*PROVIDED TEXT:*
---
Leather mask workshop: 11 - 20 June 1999

Welcome

Welcome to our coverage of the 10 day (90 hour) workshop in the design and construction of leather performance mask.

This workshop is being run by Paolo Consiglio, a master leather mask maker and teacher from Florence, Italy. It is being held at The Crago Mill Regional Arts Centre, Piper Street, Bathurst, NSW, Australia. It has been financed by a Visiting Artists' Grant from Charles Sturt University and is open to the local community and students from CSU.

It is being covered on the Net by staff and students of the Communication School at CSU's Bathurst Campus. You will be observing the processes of casting the the makers' faces to obtain a positive face mould on which the masks will be designed in clay. A positive plaster mould of the intended mask will be carved onto a wooden block. Over this block leather will be stretched, beaten and smoothed to create a performance mask. As part of this workshop there will be readings from Dante's "Divine Comedy" and various other Italian cultural delights.

Please enjoy the processes involved in the fine art of leather mask making. Masks have been used throughout the history of theatre. They were a significant part of the the Western World's first professional theatre, the Commedia dell' Arte, which developed in Italy in the 16th Century.

The stock characters from this theatre grew and developed over two hundred years and significantly influenced Shakespeare, Moliere, the Russian Theatre through Meyerhold and our contemporary, Dario Fo. We know some of them from English Pantomime as Harlequin, Panteloon, Scaramouche, Columbine, Punch and Pierrot.
---
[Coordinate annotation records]
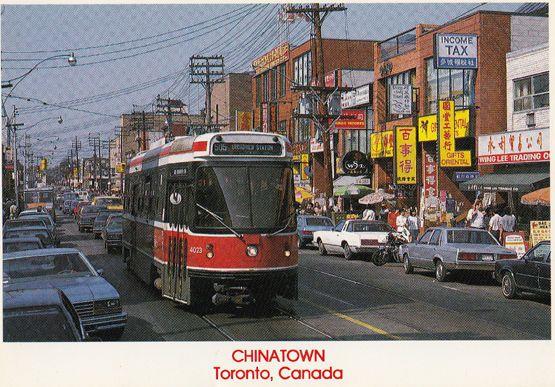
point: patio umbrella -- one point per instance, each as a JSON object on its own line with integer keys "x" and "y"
{"x": 351, "y": 190}
{"x": 539, "y": 197}
{"x": 376, "y": 197}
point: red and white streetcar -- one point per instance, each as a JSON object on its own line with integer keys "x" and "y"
{"x": 213, "y": 217}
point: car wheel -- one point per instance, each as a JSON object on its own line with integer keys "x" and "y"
{"x": 508, "y": 285}
{"x": 347, "y": 252}
{"x": 321, "y": 248}
{"x": 407, "y": 265}
{"x": 441, "y": 272}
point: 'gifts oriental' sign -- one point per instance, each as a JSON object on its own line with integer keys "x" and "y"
{"x": 523, "y": 146}
{"x": 448, "y": 155}
{"x": 405, "y": 155}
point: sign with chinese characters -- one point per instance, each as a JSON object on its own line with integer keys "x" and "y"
{"x": 523, "y": 146}
{"x": 400, "y": 99}
{"x": 540, "y": 230}
{"x": 448, "y": 155}
{"x": 427, "y": 126}
{"x": 243, "y": 120}
{"x": 405, "y": 155}
{"x": 360, "y": 96}
{"x": 355, "y": 163}
{"x": 351, "y": 119}
{"x": 456, "y": 51}
{"x": 271, "y": 59}
{"x": 466, "y": 176}
{"x": 381, "y": 144}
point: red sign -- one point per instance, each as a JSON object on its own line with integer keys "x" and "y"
{"x": 430, "y": 175}
{"x": 351, "y": 119}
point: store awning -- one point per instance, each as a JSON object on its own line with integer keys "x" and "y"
{"x": 507, "y": 182}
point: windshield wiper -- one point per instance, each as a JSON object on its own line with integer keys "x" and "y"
{"x": 289, "y": 217}
{"x": 219, "y": 219}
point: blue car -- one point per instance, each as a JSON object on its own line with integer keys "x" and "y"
{"x": 308, "y": 224}
{"x": 96, "y": 301}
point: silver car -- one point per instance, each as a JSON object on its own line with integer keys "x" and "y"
{"x": 446, "y": 250}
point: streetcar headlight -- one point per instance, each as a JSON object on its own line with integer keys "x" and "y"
{"x": 252, "y": 251}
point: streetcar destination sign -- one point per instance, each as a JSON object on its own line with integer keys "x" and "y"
{"x": 245, "y": 149}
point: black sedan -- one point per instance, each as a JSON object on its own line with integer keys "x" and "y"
{"x": 96, "y": 301}
{"x": 531, "y": 273}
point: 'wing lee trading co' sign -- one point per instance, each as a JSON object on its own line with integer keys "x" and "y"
{"x": 456, "y": 51}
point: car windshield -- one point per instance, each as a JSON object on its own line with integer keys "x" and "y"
{"x": 470, "y": 237}
{"x": 108, "y": 202}
{"x": 34, "y": 325}
{"x": 12, "y": 247}
{"x": 45, "y": 265}
{"x": 319, "y": 222}
{"x": 371, "y": 227}
{"x": 24, "y": 223}
{"x": 245, "y": 198}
---
*PROBLEMS:*
1 > Which stock characters does the workshop page say are known from English Pantomime?
2 > Repeat the part of the workshop page starting with "This workshop is" and going on through "Italian cultural delights.".
The records have no connection to the workshop page.

*REPLIES:*
1 > Harlequin, Panteloon, Scaramouche, Columbine, Punch and Pierrot

2 >
This workshop is being run by Paolo Consiglio, a master leather mask maker and teacher from Florence, Italy. It is being held at The Crago Mill Regional Arts Centre, Piper Street, Bathurst, NSW, Australia. It has been financed by a Visiting Artists' Grant from Charles Sturt University and is open to the local community and students from CSU.

It is being covered on the Net by staff and students of the Communication School at CSU's Bathurst Campus. You will be observing the processes of casting the the makers' faces to obtain a positive face mould on which the masks will be designed in clay. A positive plaster mould of the intended mask will be carved onto a wooden block. Over this block leather will be stretched, beaten and smoothed to create a performance mask. As part of this workshop there will be readings from Dante's "Divine Comedy" and various other Italian cultural delights.